**ENTRIES SUPPLIED:**
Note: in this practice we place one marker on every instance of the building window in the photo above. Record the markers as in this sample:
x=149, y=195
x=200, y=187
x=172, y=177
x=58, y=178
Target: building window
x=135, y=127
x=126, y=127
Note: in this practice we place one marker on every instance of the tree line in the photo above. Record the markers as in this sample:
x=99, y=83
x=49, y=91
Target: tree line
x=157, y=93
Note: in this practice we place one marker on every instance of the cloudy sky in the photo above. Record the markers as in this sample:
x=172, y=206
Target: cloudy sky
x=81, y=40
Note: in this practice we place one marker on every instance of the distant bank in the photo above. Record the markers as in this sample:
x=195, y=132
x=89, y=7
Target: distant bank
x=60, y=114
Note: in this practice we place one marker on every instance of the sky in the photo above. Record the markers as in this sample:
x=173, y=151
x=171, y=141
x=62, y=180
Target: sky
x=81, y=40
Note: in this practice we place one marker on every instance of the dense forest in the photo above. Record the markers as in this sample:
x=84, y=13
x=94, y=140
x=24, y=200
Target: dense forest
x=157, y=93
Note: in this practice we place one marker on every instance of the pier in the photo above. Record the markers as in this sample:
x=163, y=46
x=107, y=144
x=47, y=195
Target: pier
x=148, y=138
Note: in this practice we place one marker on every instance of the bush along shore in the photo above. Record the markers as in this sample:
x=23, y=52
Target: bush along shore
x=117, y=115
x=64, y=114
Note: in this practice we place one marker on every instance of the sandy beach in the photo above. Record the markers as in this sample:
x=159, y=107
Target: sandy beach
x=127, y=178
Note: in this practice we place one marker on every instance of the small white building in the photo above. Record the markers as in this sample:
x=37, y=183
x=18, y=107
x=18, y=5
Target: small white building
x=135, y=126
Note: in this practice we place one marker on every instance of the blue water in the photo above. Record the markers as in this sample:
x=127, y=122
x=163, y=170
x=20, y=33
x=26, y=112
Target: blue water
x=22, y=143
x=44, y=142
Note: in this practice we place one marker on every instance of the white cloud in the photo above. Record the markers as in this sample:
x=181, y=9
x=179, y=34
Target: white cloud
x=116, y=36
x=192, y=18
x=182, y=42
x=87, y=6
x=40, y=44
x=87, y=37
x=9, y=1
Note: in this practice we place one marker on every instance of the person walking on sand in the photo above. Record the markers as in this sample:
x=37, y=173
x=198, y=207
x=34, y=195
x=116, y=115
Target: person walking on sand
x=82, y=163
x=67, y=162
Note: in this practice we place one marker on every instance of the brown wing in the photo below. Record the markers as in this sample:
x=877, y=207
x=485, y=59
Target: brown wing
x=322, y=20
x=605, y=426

--

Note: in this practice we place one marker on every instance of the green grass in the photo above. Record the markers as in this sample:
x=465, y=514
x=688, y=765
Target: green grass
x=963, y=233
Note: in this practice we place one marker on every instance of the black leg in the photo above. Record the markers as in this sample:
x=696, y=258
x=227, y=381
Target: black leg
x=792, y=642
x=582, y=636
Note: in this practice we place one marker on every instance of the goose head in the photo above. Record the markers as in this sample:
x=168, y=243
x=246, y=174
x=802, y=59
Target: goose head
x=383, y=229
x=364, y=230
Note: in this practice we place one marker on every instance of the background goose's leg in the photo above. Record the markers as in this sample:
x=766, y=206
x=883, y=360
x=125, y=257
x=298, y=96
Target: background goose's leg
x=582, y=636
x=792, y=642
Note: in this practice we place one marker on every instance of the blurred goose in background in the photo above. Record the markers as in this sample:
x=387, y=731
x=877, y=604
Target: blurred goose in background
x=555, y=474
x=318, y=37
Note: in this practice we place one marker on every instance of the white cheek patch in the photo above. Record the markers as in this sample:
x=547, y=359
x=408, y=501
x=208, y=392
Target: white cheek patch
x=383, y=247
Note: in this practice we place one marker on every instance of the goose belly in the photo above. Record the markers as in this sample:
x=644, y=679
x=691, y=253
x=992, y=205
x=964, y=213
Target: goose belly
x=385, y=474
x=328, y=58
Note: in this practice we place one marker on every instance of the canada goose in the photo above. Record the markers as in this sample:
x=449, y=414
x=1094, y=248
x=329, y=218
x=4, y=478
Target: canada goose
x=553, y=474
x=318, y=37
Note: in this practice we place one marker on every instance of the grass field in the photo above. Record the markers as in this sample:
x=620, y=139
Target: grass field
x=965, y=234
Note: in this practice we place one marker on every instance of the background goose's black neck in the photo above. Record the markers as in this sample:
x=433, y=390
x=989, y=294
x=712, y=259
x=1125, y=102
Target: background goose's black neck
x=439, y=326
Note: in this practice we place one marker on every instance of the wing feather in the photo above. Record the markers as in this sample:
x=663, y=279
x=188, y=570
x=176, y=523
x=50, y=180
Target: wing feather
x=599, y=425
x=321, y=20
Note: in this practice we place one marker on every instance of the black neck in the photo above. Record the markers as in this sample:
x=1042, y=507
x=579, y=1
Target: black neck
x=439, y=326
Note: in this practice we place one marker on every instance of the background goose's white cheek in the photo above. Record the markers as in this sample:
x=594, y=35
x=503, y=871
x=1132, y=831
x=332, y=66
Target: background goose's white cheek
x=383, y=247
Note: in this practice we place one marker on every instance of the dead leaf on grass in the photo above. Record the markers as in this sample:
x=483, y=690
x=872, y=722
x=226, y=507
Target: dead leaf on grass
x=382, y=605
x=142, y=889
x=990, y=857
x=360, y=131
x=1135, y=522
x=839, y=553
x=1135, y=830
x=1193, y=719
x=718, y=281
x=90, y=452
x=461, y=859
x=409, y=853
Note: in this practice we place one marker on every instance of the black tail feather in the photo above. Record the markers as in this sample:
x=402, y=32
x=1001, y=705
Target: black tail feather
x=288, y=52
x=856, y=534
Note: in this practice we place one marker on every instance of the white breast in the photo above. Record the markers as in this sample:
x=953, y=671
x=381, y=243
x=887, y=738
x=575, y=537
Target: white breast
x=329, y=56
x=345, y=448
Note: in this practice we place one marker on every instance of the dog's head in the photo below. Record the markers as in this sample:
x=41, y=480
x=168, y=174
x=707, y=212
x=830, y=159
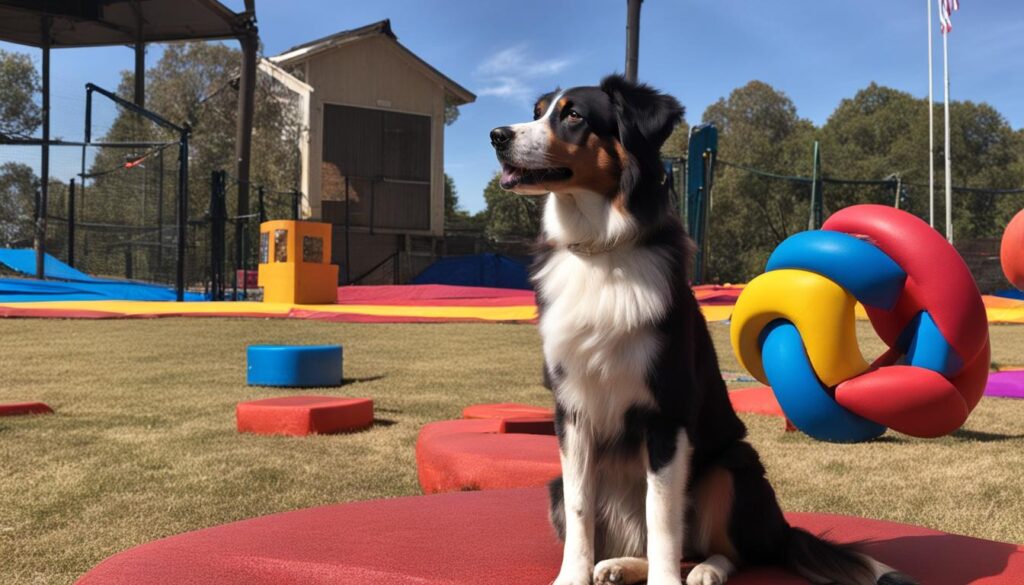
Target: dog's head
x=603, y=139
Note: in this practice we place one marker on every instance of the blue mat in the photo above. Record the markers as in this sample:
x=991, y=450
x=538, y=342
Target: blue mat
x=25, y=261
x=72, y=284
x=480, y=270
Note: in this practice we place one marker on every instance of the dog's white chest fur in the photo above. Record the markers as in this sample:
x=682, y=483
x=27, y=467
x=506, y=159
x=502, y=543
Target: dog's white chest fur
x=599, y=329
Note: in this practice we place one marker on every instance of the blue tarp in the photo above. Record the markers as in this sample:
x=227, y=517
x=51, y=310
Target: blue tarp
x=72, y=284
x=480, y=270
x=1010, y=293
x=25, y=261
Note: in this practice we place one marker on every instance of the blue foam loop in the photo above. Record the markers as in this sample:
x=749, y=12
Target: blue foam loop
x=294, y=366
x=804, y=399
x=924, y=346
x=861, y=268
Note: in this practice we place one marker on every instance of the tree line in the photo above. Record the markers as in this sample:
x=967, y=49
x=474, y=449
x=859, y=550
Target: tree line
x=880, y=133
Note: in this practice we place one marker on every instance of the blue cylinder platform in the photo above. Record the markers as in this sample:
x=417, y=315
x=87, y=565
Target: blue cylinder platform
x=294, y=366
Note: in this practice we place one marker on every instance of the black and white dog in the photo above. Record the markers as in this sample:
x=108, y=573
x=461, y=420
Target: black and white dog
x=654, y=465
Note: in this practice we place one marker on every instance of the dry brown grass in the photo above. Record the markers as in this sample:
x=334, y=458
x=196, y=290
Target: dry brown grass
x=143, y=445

**WHAT THE TASK REQUIRES:** Reproduce word for word the stretch of items above, from the line containing "the blue water" through the line containing "x=605, y=426", with both of those lines included.

**TASK SOLUTION:**
Note: in this practice we place one marker on every instance of the blue water in the photo above. Record the markers as in this sample:
x=127, y=122
x=163, y=170
x=20, y=33
x=26, y=112
Target: blue water
x=22, y=143
x=44, y=142
Note: in this practice we place one marker on every instance of the white cloud in the photo above. Record the markers as in this sample:
x=181, y=9
x=179, y=34
Target: white cloud
x=116, y=36
x=192, y=18
x=182, y=42
x=87, y=6
x=40, y=44
x=87, y=37
x=9, y=1
Note: in this practice we place one marker on every instance of the person walking on sand in the photo above. Record the markers as in this sample:
x=37, y=173
x=198, y=207
x=34, y=195
x=116, y=115
Target: person walking on sand
x=82, y=163
x=67, y=162
Note: in this practice we place one marker on every instance of the brown wing in the photo below. Record the markers as in this sample:
x=877, y=207
x=485, y=59
Target: brown wing
x=322, y=20
x=605, y=426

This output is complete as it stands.